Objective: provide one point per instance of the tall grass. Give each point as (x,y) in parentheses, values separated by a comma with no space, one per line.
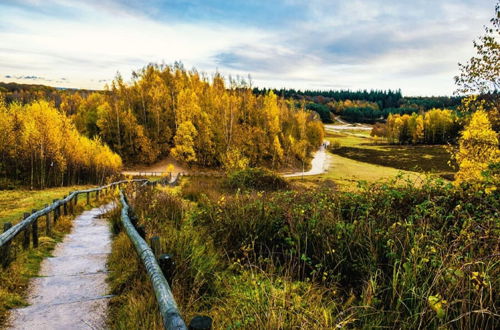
(397,256)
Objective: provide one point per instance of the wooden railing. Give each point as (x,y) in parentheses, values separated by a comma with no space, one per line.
(67,204)
(159,267)
(156,269)
(166,302)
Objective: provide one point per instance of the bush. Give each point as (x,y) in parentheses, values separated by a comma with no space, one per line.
(256,179)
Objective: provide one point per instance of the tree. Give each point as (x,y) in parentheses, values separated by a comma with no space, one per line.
(478,147)
(481,74)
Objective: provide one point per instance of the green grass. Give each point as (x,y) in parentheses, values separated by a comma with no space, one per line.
(361,157)
(385,256)
(25,264)
(13,203)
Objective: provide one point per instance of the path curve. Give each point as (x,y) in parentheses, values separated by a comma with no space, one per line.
(319,164)
(71,290)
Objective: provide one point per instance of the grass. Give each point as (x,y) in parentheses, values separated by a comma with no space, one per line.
(15,278)
(13,203)
(386,255)
(360,157)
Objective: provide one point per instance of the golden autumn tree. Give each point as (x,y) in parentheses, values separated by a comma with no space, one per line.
(478,147)
(184,142)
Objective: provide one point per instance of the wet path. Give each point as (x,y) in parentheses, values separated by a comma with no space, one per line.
(71,290)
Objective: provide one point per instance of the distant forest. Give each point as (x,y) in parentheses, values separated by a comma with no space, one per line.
(367,106)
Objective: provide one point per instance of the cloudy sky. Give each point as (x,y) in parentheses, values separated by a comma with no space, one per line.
(414,45)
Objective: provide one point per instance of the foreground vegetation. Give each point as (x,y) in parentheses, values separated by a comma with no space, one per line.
(385,256)
(13,203)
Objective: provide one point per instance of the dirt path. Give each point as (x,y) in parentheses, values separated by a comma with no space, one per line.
(319,164)
(71,290)
(158,167)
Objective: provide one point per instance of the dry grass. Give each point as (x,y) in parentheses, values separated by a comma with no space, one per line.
(13,203)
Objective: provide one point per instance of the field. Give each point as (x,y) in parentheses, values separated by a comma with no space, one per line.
(13,203)
(359,146)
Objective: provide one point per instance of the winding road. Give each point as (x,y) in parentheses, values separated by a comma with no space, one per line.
(319,163)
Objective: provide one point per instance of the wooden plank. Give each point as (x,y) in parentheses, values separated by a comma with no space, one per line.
(166,302)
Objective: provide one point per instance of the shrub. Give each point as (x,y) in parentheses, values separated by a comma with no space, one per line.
(257,179)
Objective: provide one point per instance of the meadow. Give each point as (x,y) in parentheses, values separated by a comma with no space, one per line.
(284,256)
(14,203)
(358,145)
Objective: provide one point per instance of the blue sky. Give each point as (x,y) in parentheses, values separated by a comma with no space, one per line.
(317,44)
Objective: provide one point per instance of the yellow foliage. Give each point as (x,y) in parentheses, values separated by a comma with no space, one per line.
(45,149)
(478,147)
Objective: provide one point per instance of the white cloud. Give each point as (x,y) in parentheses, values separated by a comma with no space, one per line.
(412,45)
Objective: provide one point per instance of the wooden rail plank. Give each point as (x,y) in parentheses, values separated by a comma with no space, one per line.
(25,223)
(166,302)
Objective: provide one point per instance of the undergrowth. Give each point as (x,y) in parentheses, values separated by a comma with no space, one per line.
(25,264)
(396,256)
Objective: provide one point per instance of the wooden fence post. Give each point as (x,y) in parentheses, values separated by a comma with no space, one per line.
(26,234)
(48,230)
(34,230)
(142,231)
(155,246)
(5,249)
(200,323)
(56,215)
(167,266)
(65,207)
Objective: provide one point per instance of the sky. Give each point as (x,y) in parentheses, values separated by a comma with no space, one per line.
(412,45)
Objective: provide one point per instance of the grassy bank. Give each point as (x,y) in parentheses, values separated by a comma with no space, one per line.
(14,280)
(359,146)
(13,203)
(400,256)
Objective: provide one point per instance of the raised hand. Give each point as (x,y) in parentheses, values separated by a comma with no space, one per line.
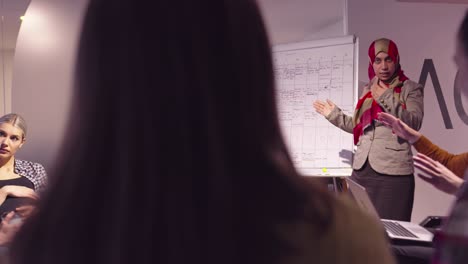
****
AIM: Locate every line in the rows above that contains the word "plank", and reproduce each such line in full.

SOLUTION TO THE EXERCISE:
Objective: provide one point per instance of the wooden plank. Give each point as (x,y) in parentheses, values separated by a comma with no space, one per line.
Objective: provide one point per instance of the wooden rail plank. Give each point as (x,y) in parentheses, values separated by a comma with no space, one per line.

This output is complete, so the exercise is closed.